無期限休止となる明治村の京都市電に乗る(前編)

katamachi2010-12-11

 先の週末、愛知県の明治村に行ってきた。
 クラシックホテルの魅力に目覚めた同行者が当館の看板施設「帝国ホテル中央玄関」(フランク・ロイド・ライト建築・戦前最高峰の近代建築ホテル。玄関部のみ)を見たがっていたのだ。彼女の実家の近くに明治村があるんで思い入れがあるみたい。僕も近代建築好きなんで願ったり叶ったり。
 あと、もう一つ、最近こんなニュースが流れていたというのも個人的な動機となった。

 犬山市博物館明治村で動態展示されている電車と蒸気機関車の計4両が、12月20日から点検のため運行休止される。

************

課題 A:
本文の記述をもとに、次の問いに答えよ。
(i) 帝国ホテル中央玄関を設計した建築家は誰か。
(ii) 明治村があるのはどの県か。
(iii) 運行休止される車両は計何両で、いつから休止されるか。
課題 B:
明治村を訪ねた本文の続きを、最後の文の後から書け。

ポイント注釈の資料:

************

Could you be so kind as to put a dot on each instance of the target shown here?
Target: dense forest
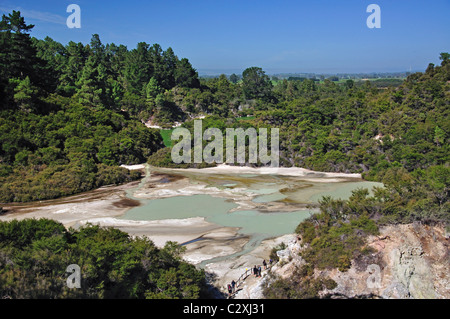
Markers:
(34, 255)
(70, 115)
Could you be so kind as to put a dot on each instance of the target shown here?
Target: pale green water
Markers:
(257, 225)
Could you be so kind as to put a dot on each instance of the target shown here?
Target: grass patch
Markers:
(166, 134)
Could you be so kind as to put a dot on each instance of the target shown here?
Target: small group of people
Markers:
(231, 288)
(256, 271)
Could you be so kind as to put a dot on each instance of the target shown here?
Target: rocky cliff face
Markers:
(410, 261)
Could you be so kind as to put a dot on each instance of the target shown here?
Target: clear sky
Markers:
(321, 36)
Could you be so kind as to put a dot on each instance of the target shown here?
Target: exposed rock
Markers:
(410, 261)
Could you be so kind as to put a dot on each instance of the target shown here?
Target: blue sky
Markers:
(321, 36)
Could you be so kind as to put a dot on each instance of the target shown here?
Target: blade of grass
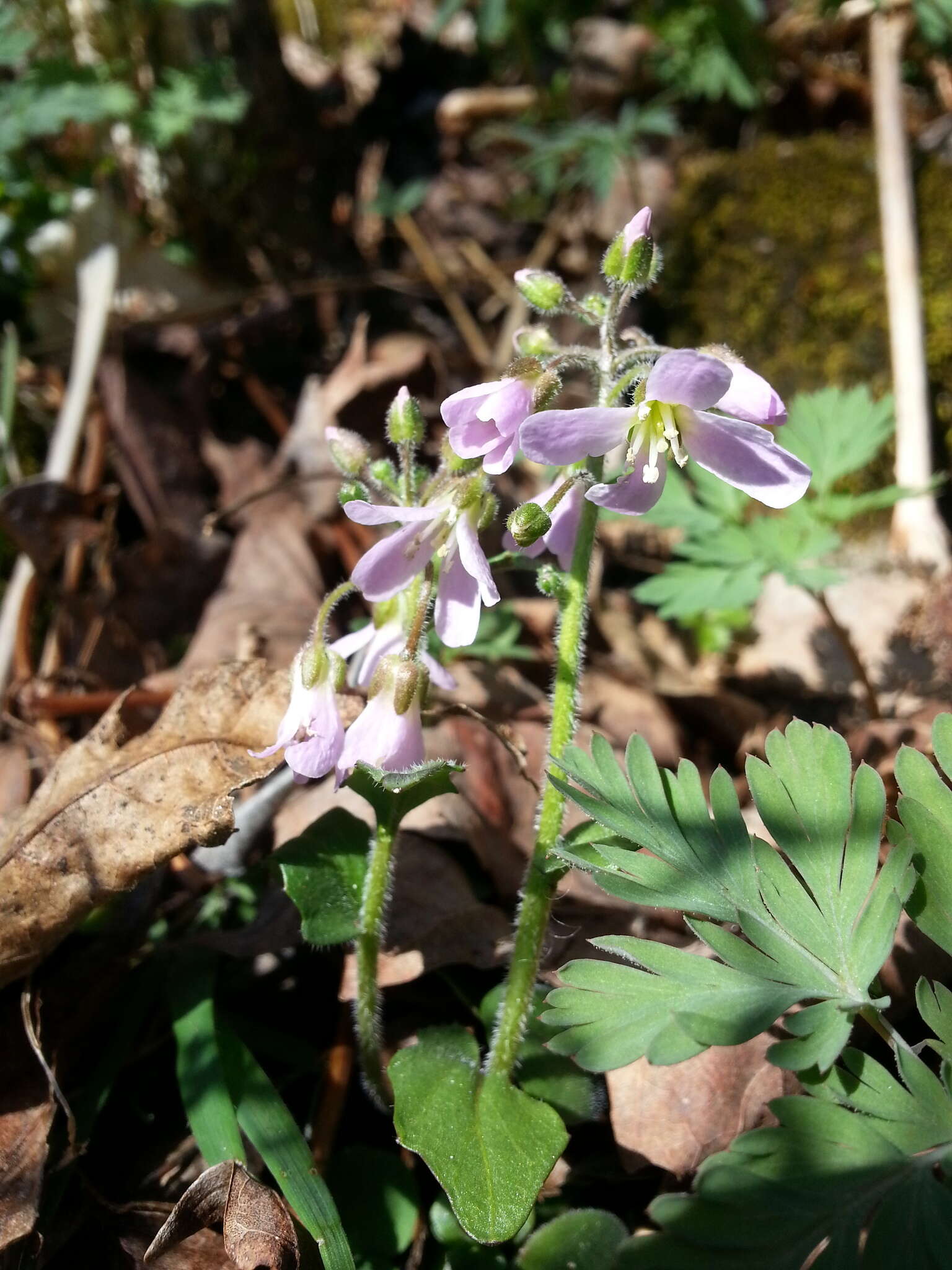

************

解答 A:
(i) フランク・ロイド・ライト
(ii) 愛知県
(iii) 計4両で、12月20日から

解答 B:
蒸気機関車、電車4両運休 明治村 12月20日から点検

 愛知県犬山市博物館明治村を走る古典蒸気機関車京都市電が運転を休止することになったようだ。
 ここで動態保存されていた鉄道車両は以下の4両。

 これにハフ11(旧青梅鉄道1908年製)、そしてハフ13・14(旧新宮鉄道1912年製)の客車3両。
 市電は1967年3月、蒸気機関車は1974年3月から運行を始めている。大井川でのSLの運転より2年、山口線よりは5年早い。ホンモノの機関車を動態保存するという考えがまだ一般的でなかった時代からの先駆的存在だ。
 明治村の名前に相応しい明治製の古典車両ばかりだ。明治期の車両(動力車)で動態保存されているのは、日本工業大学でイベント時に走る2109号を除けば、ここの4両だけだ。
 明治村のホームページhttp://www.meijimura.com/news/new155-sl.aspでも

  • 老朽化による経年劣化の進行状況の調査のため詳細な点検が必要と判断し、運休を決定
  • 今後の運行再開につきましては、調査結果を待ってのお知らせとなるため、現段階では未定

とある。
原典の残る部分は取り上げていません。